*Stated problem:*
Write each line out again exactly as written.

*Rows:*
━━━━━━━━
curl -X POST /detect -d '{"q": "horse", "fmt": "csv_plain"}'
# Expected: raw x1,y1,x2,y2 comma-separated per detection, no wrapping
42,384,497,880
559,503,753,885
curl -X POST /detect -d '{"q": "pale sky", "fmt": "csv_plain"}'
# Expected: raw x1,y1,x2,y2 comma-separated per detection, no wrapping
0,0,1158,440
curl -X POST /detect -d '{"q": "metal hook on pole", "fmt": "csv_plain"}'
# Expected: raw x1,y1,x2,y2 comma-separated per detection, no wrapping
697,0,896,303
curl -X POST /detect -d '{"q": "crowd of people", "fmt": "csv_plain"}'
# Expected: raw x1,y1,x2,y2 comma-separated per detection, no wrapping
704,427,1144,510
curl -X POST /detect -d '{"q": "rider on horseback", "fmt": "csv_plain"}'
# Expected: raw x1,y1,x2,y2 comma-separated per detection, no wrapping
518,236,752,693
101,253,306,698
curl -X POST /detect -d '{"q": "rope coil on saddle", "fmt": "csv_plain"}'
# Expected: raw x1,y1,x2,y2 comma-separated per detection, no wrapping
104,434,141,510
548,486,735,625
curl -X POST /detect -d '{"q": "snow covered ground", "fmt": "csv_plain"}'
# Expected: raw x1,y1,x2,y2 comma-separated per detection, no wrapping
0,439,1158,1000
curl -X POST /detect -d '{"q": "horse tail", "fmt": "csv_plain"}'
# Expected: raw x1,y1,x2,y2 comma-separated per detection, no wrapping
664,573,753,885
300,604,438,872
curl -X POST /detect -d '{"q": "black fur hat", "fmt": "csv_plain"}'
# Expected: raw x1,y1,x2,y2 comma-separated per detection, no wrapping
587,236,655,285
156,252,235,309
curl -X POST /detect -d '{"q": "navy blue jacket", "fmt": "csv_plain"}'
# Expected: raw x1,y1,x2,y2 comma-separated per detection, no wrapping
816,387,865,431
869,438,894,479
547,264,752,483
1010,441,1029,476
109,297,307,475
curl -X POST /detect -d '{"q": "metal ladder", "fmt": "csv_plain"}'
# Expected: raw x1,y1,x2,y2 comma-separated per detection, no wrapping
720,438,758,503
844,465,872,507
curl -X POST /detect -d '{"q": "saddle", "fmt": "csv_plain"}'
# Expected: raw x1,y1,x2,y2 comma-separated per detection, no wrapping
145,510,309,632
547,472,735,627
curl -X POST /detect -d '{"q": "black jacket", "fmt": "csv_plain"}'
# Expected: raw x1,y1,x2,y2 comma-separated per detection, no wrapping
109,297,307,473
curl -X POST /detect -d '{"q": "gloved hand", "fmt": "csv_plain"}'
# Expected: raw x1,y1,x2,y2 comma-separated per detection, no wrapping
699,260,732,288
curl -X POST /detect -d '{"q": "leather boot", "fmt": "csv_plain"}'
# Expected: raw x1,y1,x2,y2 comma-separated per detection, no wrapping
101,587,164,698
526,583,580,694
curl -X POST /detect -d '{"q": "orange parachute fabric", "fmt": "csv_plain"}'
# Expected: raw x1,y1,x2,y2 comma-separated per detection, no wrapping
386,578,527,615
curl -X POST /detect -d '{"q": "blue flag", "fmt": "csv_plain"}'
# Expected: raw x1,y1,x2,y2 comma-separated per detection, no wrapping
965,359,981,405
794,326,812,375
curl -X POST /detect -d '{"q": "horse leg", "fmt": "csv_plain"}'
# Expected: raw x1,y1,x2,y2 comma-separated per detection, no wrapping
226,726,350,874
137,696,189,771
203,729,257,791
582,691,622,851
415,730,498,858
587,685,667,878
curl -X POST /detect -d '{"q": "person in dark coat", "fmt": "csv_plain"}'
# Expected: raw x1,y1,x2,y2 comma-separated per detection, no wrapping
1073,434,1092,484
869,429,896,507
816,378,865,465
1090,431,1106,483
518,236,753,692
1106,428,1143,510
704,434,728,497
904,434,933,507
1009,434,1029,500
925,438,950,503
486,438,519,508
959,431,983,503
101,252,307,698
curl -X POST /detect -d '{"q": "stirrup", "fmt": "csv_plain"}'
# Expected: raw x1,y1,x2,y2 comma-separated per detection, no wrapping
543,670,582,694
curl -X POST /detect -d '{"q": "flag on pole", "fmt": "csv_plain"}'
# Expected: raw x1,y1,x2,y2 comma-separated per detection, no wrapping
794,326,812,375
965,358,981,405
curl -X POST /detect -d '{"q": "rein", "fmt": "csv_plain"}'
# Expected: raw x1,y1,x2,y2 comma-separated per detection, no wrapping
━━━━━━━━
*Final result:*
curl -X POST /detect -d '{"q": "horse", "fmt": "csv_plain"}'
# Expected: raw x1,y1,x2,y2 comma-separated per detection, no wrapping
42,384,497,880
559,503,753,885
curl -X POST /detect -d '{"q": "pale sky", "fmt": "csv_plain"}'
# Expected: raw x1,y1,x2,y2 comma-separated per detection, no wrapping
0,0,1158,440
curl -X POST /detect -d '{"q": "metal hook on pole", "fmt": "csv_plain"}'
# Expected: raw x1,y1,x2,y2 comma-separated per detection, no wrapping
697,0,896,303
curl -X POST /detect -d '{"q": "crowd of people", "fmt": "csv_plain"}'
# Expected: raw x1,y1,x2,y2 comma-separated per detection, no wrapping
704,427,1144,510
curl -X POST /detect -d '{"q": "rider on horseback", "fmt": "csv_plain"}'
# Expected: raw x1,y1,x2,y2 comma-separated per detection, no wrapping
518,236,752,693
101,253,306,698
curl -X POST /detect -d '{"q": "rope coil on saddle", "fmt": "csv_plain"}'
# Expected: raw x1,y1,x2,y2 comma-separated per detection, no wrapping
104,434,141,510
548,486,735,625
curl -X POST /detect -d '{"q": "snow covered ground", "fmt": "csv_plain"}'
# Expected: raw x1,y1,x2,y2 comma-separated per detection, no wrapping
0,439,1158,1000
curl -X POST /detect -d '{"q": "horse tail", "fmt": "csv_plain"}'
# Expected: raw x1,y1,x2,y2 comma-separated per detection, no wrapping
664,573,753,885
300,604,438,872
curl -X POST /detect -d '{"q": "black fur hat", "fmt": "csv_plain"}'
# Expected: raw x1,y1,x2,y2 comma-separated per detection, no wrapping
587,236,655,285
156,252,235,309
curl -X POST /detect -d '{"q": "navy blue jacket", "fmt": "csv_plain"}'
# Expected: raw x1,y1,x2,y2 comma-separated per detection, no wrapping
816,387,865,431
869,438,894,479
547,264,752,483
1010,441,1029,476
109,297,307,475
curl -X POST /detect -d '{"q": "metal ladder", "fmt": "csv_plain"}'
# Expected: raw x1,y1,x2,y2 comma-separated per detection, no wrapping
720,438,758,503
844,465,872,507
curl -X POST /detect -d '{"q": "saddle", "fmt": "csv_plain"}'
# Expected: raw x1,y1,x2,y2 comma-separated per detection, no wrapping
145,510,309,632
547,472,735,627
curl -X POST /detect -d '{"q": "black jacket", "fmt": "csv_plain"}'
# Expected: raw x1,y1,x2,y2 comma-separated per detection, no wrapping
109,297,307,473
curl -X POST /detect -d '{"q": "gloved hand", "fmt": "csv_plain"}'
# Expected: raw x1,y1,x2,y2 comma-separated per detection, no wrapping
699,260,732,288
curl -X POST /detect -d '{"q": "leather boot", "fmt": "csv_plain"}'
# Expected: raw x1,y1,x2,y2 comma-separated per detection, no wrapping
101,587,164,698
526,583,580,694
curl -X POST /detect -d '{"q": "orange parachute fabric", "fmt": "csv_plain"}'
# Expected: raw x1,y1,x2,y2 comma-separated per detection, no wrapping
386,578,527,615
curl -X POST /detect -d '{"q": "blue flag", "fmt": "csv_plain"}'
# Expected: raw x1,y1,x2,y2 comma-separated per detection, no wrapping
965,359,981,405
794,326,812,375
curl -X POST /detect -d '{"q": "horse leg", "fmt": "csv_plain"}'
# Expected: raw x1,y1,x2,y2 comma-separated per detection, no wrapping
226,726,350,874
137,696,189,771
203,729,257,791
582,691,622,851
415,730,498,858
587,685,667,878
curl -X POST /detect -d '{"q": "person in dark coat", "fmt": "csv_plain"}'
# Expected: raw x1,y1,x2,y2 comma-separated per detection, no wrapping
1073,434,1092,484
869,429,896,507
816,378,865,465
1090,431,1106,483
518,236,753,692
1106,428,1143,510
704,434,728,497
904,434,933,507
1009,434,1029,500
925,438,950,503
486,438,519,508
959,431,983,503
101,252,307,698
curl -X POST /detect -d '{"q": "stirrup", "fmt": "csv_plain"}'
# Expected: raw x1,y1,x2,y2 comma-separated per detection, no wrapping
543,670,582,694
curl -X POST /detect -d '{"q": "flag on pole", "fmt": "csv_plain"}'
# Expected: raw x1,y1,x2,y2 comma-separated per detection, no wrapping
794,326,812,375
965,358,981,405
curl -X POST /detect -d '{"q": "rein", "fmt": "csv_plain"}'
# Expected: raw x1,y1,x2,y2 comma-separated per detection, no wrapping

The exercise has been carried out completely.